[Selection start]
# GPS sticker for trail camera??



## spar (Feb 19, 2011)

I run alot of trail cams and i am tired of POS stealing them because they are worthless and can get a job to buy one themself. So im thinking about getting some stickers that say something along the lines of this device has a gps tracking chip in it ( or anything along those lines). Probaly wont work but its worth a shot. ANybody have any ideas where i can get some stickers like this?


----------



## Sasha and Abby (May 11, 2004)

Put a camera out where it will get stolen. Then put a camera that has NO FLASH up in a tree looking down at this camera... you need to be able to catch faces.


----------



## dakotashooter2 (Oct 31, 2003)

Too bad booby traps aren't legal...................... :******: Thieves deserve to have their fingers cut off........


----------



## Plainsman (Jul 30, 2003)

Contact some of the wildlife equipment places. I put many radios on waterfowl back in the early 1980's, and we had them made in Minnesota. I suppose you would be limited to the frequencies available, and a receiver would cost a little, but if your running a dozen cameras it would be worth it. Then you can track them down. Some are so small they will never know they are in there. Nothing much more fun than having a deputy sheriff standing next to you when you knock on the door and tell them you want your camera back that is in the north east corner of their basement.
[Selection end]
[Stored rows start]
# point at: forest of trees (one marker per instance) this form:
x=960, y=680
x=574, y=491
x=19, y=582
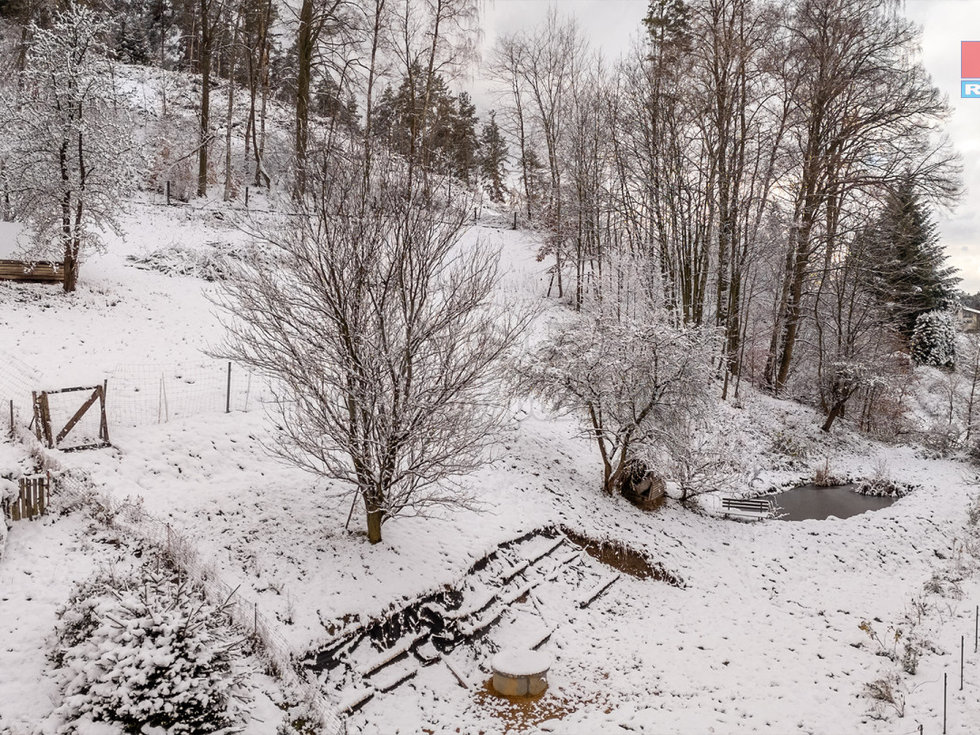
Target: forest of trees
x=758, y=175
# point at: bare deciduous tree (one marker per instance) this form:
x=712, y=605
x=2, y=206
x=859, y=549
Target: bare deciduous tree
x=379, y=328
x=72, y=157
x=632, y=381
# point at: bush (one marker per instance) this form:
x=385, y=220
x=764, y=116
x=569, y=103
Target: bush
x=146, y=649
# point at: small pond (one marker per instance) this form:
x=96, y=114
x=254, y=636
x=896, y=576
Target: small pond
x=817, y=503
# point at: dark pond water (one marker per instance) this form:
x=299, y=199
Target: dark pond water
x=818, y=503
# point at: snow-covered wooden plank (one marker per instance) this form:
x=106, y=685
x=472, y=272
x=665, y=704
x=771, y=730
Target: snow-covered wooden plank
x=514, y=571
x=389, y=655
x=482, y=602
x=391, y=678
x=482, y=623
x=427, y=653
x=548, y=550
x=563, y=562
x=589, y=597
x=518, y=593
x=455, y=671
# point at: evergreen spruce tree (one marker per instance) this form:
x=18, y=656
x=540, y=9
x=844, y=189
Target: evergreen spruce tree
x=908, y=271
x=464, y=145
x=493, y=157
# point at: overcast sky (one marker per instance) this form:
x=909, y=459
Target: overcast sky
x=612, y=25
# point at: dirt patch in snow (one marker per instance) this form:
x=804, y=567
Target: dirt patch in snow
x=623, y=558
x=520, y=714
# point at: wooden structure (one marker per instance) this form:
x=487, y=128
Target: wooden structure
x=32, y=498
x=750, y=507
x=38, y=271
x=42, y=418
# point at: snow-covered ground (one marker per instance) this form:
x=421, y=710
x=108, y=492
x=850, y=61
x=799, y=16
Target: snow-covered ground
x=772, y=631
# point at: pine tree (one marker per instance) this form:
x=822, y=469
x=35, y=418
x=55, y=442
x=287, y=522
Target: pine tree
x=908, y=271
x=464, y=145
x=934, y=339
x=668, y=25
x=493, y=157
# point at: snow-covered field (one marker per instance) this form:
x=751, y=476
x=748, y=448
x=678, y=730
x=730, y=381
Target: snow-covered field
x=777, y=627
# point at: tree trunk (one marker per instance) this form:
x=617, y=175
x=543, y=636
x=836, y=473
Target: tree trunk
x=834, y=414
x=304, y=69
x=205, y=130
x=375, y=515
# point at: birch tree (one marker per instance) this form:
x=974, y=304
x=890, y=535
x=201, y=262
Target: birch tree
x=72, y=156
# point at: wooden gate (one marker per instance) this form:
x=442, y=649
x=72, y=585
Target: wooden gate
x=42, y=418
x=32, y=500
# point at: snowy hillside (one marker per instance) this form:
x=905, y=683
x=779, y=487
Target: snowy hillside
x=762, y=631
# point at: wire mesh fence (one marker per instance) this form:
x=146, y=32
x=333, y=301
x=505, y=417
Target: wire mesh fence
x=142, y=394
x=17, y=381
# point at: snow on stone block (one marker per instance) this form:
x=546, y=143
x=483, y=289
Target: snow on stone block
x=521, y=662
x=389, y=655
x=587, y=599
x=351, y=699
x=520, y=672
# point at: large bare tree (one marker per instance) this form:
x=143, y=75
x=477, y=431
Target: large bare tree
x=379, y=329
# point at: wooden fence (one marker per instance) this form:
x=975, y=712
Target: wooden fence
x=32, y=500
x=38, y=271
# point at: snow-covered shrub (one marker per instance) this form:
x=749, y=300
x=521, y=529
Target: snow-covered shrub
x=146, y=649
x=210, y=263
x=941, y=438
x=640, y=384
x=303, y=719
x=934, y=339
x=887, y=690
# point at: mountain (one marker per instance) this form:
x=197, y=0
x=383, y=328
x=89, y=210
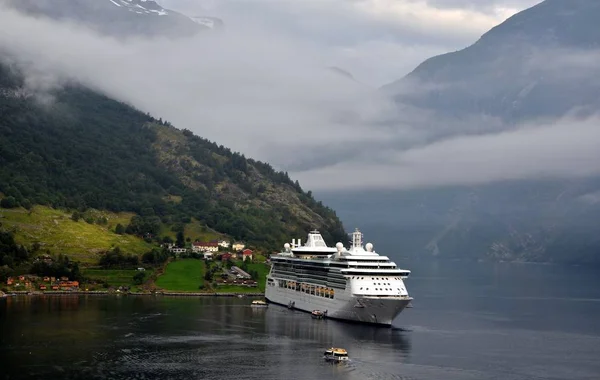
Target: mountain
x=538, y=63
x=117, y=18
x=82, y=150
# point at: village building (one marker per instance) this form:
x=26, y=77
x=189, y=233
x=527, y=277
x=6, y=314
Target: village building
x=226, y=256
x=178, y=251
x=247, y=254
x=200, y=246
x=238, y=246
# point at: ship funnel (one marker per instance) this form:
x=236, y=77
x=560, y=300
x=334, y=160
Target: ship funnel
x=340, y=247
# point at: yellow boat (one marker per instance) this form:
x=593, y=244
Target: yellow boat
x=336, y=354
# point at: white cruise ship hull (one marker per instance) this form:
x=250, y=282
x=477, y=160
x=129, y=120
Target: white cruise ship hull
x=372, y=310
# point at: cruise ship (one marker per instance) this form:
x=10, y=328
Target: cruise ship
x=355, y=284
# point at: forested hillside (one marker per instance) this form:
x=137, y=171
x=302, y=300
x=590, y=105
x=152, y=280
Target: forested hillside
x=83, y=150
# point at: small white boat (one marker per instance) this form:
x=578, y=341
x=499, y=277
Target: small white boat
x=318, y=314
x=336, y=354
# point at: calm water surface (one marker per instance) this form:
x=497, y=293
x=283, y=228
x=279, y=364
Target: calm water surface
x=483, y=321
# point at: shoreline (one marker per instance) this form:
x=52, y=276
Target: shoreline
x=107, y=293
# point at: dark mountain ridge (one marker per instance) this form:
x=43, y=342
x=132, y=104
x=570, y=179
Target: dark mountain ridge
x=538, y=63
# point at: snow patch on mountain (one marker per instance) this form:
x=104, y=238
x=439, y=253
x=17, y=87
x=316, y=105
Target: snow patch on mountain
x=149, y=7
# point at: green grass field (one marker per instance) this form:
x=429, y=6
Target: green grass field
x=185, y=275
x=236, y=289
x=56, y=232
x=115, y=277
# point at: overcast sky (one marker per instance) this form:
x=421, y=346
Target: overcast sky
x=378, y=41
x=260, y=88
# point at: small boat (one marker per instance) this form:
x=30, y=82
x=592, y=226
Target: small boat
x=318, y=314
x=336, y=355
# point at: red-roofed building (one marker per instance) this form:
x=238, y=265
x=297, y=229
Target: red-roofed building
x=200, y=246
x=247, y=254
x=226, y=256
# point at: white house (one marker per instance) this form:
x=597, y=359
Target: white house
x=238, y=246
x=201, y=246
x=178, y=251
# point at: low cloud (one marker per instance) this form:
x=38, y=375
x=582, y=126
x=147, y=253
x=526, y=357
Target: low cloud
x=565, y=149
x=270, y=96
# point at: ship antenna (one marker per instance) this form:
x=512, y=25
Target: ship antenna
x=356, y=239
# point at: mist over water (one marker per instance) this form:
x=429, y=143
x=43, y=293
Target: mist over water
x=469, y=321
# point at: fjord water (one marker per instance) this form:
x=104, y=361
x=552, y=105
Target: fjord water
x=469, y=321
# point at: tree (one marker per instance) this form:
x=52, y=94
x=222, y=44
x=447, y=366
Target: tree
x=119, y=229
x=138, y=278
x=180, y=239
x=8, y=202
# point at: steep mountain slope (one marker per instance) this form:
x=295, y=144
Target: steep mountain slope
x=118, y=18
x=85, y=150
x=539, y=63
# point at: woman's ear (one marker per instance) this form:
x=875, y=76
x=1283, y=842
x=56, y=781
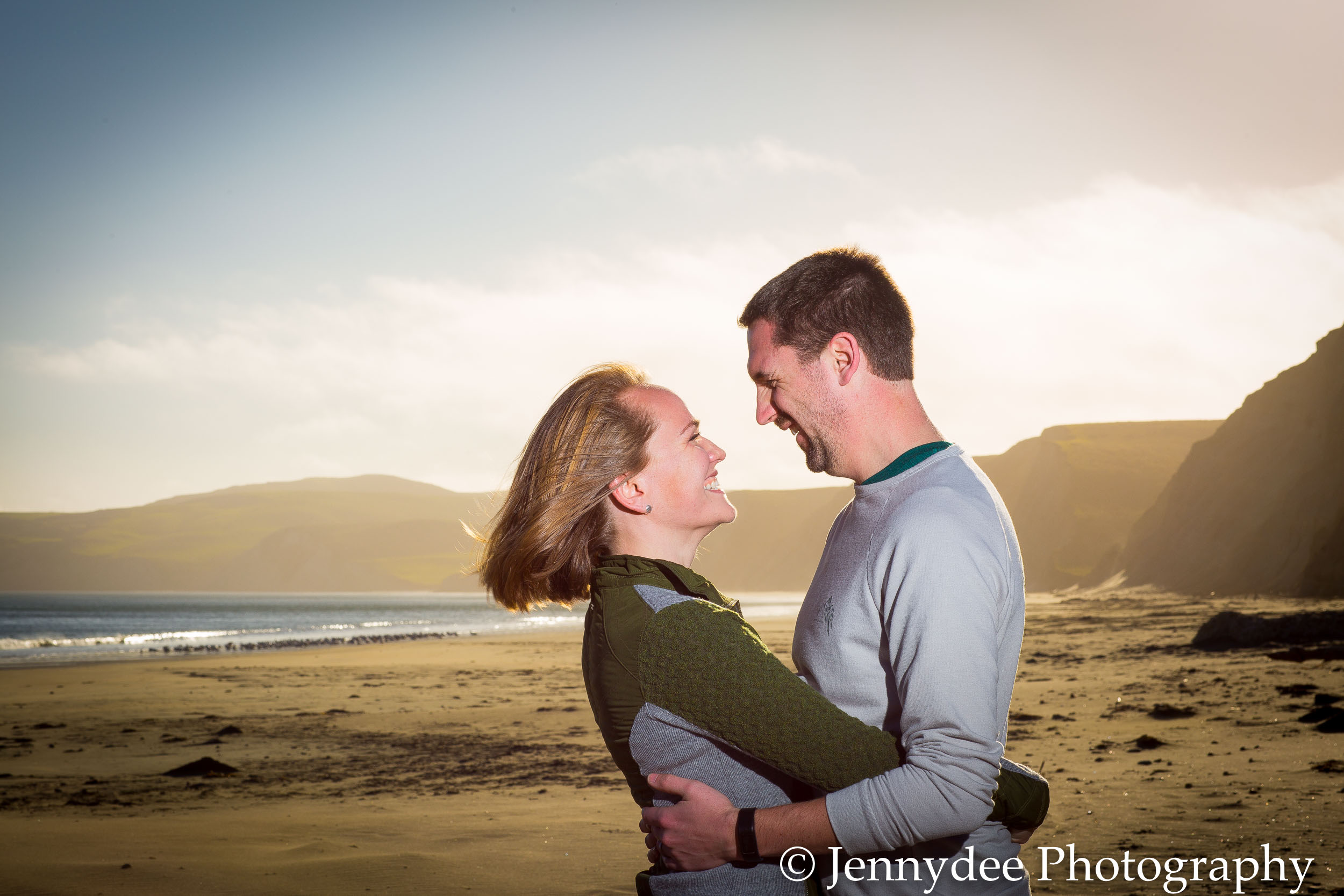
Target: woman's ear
x=628, y=494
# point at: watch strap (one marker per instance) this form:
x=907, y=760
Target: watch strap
x=746, y=836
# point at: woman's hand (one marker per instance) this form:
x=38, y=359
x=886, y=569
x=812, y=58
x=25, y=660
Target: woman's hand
x=697, y=833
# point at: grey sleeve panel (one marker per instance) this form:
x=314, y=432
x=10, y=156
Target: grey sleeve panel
x=662, y=598
x=664, y=742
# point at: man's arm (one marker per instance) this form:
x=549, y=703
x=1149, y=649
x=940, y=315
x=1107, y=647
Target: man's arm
x=700, y=830
x=941, y=590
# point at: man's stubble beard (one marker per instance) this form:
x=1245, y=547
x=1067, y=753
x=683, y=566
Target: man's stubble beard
x=818, y=453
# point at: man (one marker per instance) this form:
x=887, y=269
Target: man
x=914, y=620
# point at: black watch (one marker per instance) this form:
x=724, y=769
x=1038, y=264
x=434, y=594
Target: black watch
x=746, y=836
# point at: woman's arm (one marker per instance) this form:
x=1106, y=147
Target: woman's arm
x=707, y=665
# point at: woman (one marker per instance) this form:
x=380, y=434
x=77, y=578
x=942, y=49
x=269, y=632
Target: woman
x=613, y=494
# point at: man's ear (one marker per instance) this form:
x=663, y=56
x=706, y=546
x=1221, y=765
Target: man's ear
x=845, y=356
x=628, y=494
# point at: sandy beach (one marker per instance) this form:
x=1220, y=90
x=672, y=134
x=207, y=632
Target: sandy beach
x=475, y=765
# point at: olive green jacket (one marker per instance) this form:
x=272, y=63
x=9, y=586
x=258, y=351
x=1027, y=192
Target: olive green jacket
x=667, y=656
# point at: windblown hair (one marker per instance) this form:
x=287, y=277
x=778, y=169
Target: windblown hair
x=839, y=291
x=554, y=524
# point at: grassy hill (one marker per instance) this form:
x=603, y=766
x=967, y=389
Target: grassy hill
x=1259, y=507
x=1076, y=491
x=363, y=534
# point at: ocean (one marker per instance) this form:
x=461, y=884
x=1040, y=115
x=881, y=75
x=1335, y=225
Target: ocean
x=76, y=628
x=62, y=628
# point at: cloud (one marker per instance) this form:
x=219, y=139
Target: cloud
x=1127, y=302
x=681, y=167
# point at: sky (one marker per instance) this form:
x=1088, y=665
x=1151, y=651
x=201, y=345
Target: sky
x=264, y=241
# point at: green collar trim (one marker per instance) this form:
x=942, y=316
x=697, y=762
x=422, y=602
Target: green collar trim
x=910, y=458
x=627, y=569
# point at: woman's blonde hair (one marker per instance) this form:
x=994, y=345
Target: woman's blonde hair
x=554, y=524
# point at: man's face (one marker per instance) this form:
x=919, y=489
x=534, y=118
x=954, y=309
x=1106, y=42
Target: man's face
x=793, y=396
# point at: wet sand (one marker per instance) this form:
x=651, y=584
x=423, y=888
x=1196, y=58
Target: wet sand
x=474, y=765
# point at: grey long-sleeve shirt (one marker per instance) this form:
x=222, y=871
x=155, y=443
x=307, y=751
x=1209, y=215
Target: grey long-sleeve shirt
x=914, y=622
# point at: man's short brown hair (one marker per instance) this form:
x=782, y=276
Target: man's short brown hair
x=839, y=291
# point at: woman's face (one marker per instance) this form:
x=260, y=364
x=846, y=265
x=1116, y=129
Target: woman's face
x=682, y=480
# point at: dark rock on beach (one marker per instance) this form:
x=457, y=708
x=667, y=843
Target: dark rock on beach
x=1229, y=629
x=203, y=768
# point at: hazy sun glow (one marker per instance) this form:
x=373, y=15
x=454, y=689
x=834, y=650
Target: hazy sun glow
x=391, y=264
[Stored rows end]
▶ [Work to complete]:
A. Name every user who posted in the trail camera thread above.
B. Continue the forum thread on trail camera theft from the point where it stops.

▶ [Set of answers]:
A. spar, Sasha and Abby, dakotashooter2, Plainsman

B.
A couple of years ago on posted land I found my camera open and the chip gone. Unfortunately the door was left open and everything was soaked from rain. The camera never worked again, but when I put up a new camera a week later my chip was laying on top. The guy evidently didn't want his picture on the chip, but wasn't a thief. Unfortunately he was stupid and left the door open.

I don't use cameras much anymore, but I did put two out yesterday. A landowner who has health problems and can't be outside much asked me to take his son bowhunting. We seen three bucks in the first ten minutes out checking things out. There is 500 acres of corn with two shelterbelts, and it looks like someone run a herd of herefords through them. I'm just wondering how big some of them might be.


----------



## HUNTNFISHND (Mar 16, 2004)

Plainsman said:


> There is 500 acres of corn with two shelterbelts, and it looks like someone run a herd of herefords through them. I'm just wondering how big some of them might be.


Probably been home to some moose, they do quite a bit of damage!

As for the cam thieves, I don't know why it's so hard to keep your hands to yourself. Seems like people are getting worse all the time, tis sad. That's why I use cheap cams that nobody wants to steal! :wink:


----------



## Chuck Smith (Feb 22, 2005)

I have been using cable locks on mine. I also make sure I buy cams that have a loop or something through it to make sure that if they want to take my cam with the cable lock on it that it will do damage to the cam.

I had one stolen about 5 years ago. Since the i have been using the cable lock....none. I even have caught a few people who did not have permission to be on the land.


----------



## Plainsman (Jul 30, 2003)

> Probably been home to some moose, they do quite a bit of damage!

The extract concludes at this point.